- Given task A
Decide whether each of the following statements agrees with the text on David Gregory and the D.C. magazine ban: (i) The writer regularly watches NBC news coverage. (ii) The D.C. police granted NBC permission for the magazine display. (iii) The writer sorts the online reactions into five types. For each, answer yes or no and quote the words of the text that decide it.

>> START Text to read

January 1, 2013 by Julia
I don’t watch television news, and if I did, it certainly wouldn’t be anything on NBC. So, I’m not personally familiar with the reporting of one David Gregory, the host of Meet the Press. He’s managed to make himself a news item recently, though, after he became the target of a police investigation. See, Gregory thought it would be an effective tactic when speaking with (interviewing? attacking?) NRA vice president Wayne LaPierre to compare two gun magazines, one small and one high-capacity, with the intent of making the point that the larger one is somehow prima facie bad simply because of its size (I didn’t say that I agreed the tactic was effective or his argument was logical…). The only problem was that Gregory was in Washington, D.C. at the time, where possessing such magazines is illegal:
No person in the District shall possess, sell, or transfer any large capacity ammunition feeding device regardless of whether the device is attached to a firearm.
DC Stat. § 7-2506.01. (I would like to link to the Westlaw text of the D.C. code, but the copying/pasting the link results in a broken link for some reason. Here is a summary of D.C. gun laws, though)
Apparently, NBC employees asked some random friends at ATF if it would be legal to display the magazine, and were told that yes, it would be legal as long as it was empty. Hmmm. That’s not what the law says at all–do you see any mention of empty or loaded magazines in the above text? At any rate, the folks at NBC apparently also asked the D.C. police for permission, and were denied . . . at which point they ignored the police and proceeded with the display anyway. Being in the press immunizes them from prosecution, of course.
Errrr, maybe not.
Anyway, after the story broke that Gregory was under investigation for violating the law, we saw some interesting reactions across the internet. In general, I identified five types of responses:
1. Prosecute Gregory because he broke the law and anyone else who broke the law would have been arrested already;
2. Prosecute Gregory because he wants more of these gun control laws, so let him feel how law-abiding gun owners feel.
3. Don’t prosecute Gregory because he was serving the public interest;
4. Don’t prosecute Gregory because there are too many real criminals out there to waste your time on media stunts; and
5. Don’t prosecute Gregory because he didn’t intend to hurt anyone.
My two cents, as a certified Angry Conservative Lawyer, is this: we should stand back and watch Gregory get prosecuted under the law he supports, and then all contribute to a legal fund to help him appeal his conviction. Hear me out, I promise this makes sense.
I am a devotee of the rule of law. The rule of law encompasses many concepts, but paramount to me is the requirement that the same set of written, codified rules apply in exactly the same way to all people, regardless of circumstances. The courts must develop clear interpretations and tests, which must be consistently applied. I have no problem with courts abrogating older decisions, as long as the new rules and tests are clear, have universal applicability, and are made known to the public as a whole.
Looking at the rule of law in this situation, it is undeniable that Gregory must be prosecuted. Anyone else who was found in possession of a high-capacity magazine would be prosecuted, and the laws must apply equally to Gregory. The high-capacity magazine ban has not been declared unconstitutional or invalid by any court, and is the law of the land in D.C. For Gregory not to be prosecuted would mean the law does not apply equally to him. Arbitrary instances of not applying a law would violate the rule of law.

>> END Text to read
>> START Extracted material

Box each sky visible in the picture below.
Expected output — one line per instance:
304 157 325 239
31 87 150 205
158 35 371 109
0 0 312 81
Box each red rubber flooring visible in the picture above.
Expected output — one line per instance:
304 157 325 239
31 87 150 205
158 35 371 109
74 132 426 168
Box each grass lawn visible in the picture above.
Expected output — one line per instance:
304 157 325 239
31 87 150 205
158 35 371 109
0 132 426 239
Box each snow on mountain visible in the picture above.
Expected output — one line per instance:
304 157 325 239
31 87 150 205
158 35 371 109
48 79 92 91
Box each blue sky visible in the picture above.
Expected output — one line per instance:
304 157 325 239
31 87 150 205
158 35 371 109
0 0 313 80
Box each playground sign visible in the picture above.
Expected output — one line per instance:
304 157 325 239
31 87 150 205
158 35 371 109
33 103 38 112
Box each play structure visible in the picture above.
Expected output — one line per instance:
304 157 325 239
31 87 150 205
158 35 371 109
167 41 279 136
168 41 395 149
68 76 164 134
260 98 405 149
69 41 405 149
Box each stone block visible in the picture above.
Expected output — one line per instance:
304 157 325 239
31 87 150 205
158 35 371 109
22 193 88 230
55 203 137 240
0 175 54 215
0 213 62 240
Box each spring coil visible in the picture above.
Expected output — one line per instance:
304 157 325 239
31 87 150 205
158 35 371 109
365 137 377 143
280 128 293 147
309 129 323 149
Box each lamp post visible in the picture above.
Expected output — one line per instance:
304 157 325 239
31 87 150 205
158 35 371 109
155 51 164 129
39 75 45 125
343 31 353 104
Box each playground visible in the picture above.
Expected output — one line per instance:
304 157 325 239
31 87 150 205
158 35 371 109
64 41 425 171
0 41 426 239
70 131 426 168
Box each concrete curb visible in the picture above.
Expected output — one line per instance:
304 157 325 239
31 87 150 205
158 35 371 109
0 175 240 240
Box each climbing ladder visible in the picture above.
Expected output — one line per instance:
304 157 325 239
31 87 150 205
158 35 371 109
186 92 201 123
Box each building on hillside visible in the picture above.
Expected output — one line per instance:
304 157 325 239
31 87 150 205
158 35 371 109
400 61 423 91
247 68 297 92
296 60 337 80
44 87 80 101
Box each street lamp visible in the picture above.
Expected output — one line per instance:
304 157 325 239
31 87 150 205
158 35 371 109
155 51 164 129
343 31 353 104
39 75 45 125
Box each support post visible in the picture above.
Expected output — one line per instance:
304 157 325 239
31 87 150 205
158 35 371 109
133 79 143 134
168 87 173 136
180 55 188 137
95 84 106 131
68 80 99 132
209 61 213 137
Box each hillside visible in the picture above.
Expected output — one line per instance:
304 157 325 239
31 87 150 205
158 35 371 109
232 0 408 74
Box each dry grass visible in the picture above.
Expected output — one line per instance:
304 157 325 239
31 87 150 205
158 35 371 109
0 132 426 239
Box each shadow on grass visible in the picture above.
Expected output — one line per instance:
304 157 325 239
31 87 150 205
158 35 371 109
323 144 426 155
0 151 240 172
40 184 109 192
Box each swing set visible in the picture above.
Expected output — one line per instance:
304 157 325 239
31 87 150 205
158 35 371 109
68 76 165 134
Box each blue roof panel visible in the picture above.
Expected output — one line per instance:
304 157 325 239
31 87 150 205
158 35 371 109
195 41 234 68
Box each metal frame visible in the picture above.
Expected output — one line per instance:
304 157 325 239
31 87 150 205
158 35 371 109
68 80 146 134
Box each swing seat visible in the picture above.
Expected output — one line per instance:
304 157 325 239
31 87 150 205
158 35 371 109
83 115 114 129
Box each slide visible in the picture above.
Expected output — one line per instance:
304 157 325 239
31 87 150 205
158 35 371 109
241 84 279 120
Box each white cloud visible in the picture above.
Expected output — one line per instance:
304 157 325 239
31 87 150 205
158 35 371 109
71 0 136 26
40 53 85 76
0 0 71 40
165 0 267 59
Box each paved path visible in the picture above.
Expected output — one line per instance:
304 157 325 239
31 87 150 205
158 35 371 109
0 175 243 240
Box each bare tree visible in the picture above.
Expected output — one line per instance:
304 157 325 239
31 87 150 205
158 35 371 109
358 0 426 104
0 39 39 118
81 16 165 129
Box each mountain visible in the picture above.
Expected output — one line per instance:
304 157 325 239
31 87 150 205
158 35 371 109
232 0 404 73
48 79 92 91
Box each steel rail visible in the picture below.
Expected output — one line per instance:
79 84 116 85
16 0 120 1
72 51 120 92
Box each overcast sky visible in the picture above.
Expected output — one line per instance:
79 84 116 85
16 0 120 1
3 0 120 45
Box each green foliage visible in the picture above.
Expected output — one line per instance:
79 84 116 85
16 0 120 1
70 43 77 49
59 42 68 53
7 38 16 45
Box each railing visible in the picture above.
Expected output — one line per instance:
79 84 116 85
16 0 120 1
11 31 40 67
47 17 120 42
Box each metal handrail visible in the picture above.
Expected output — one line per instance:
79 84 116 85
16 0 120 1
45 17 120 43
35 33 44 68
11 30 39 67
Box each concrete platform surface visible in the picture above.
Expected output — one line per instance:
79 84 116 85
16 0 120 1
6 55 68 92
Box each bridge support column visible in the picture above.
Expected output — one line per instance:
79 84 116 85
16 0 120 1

>> END Extracted material

- Given task B
Pick out every line of the listing that contains the string "post".

- Correct output A
(i) No: "I don’t watch television news, and if I did, it certainly wouldn’t be anything on NBC."
(ii) No: "the folks at NBC apparently also asked the D.C. police for permission, and were denied"
(iii) Yes: "In general, I identified five types of responses"

- Correct output B
Box each lamp post visible in the picture above.
Box each support post visible in the picture above.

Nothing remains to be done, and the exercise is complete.